INSTRUCTIONS TO FOLLOW: Return all the entries below exactly as they were given.

*****

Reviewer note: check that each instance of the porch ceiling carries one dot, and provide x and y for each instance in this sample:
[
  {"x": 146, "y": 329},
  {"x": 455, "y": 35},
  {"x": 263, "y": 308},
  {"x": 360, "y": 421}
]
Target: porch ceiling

*****

RESULT:
Reviewer note: check that each instance of the porch ceiling carries one dot, and provide x and y for each instance in this sample:
[
  {"x": 146, "y": 329},
  {"x": 455, "y": 35},
  {"x": 263, "y": 308},
  {"x": 360, "y": 421}
]
Target: porch ceiling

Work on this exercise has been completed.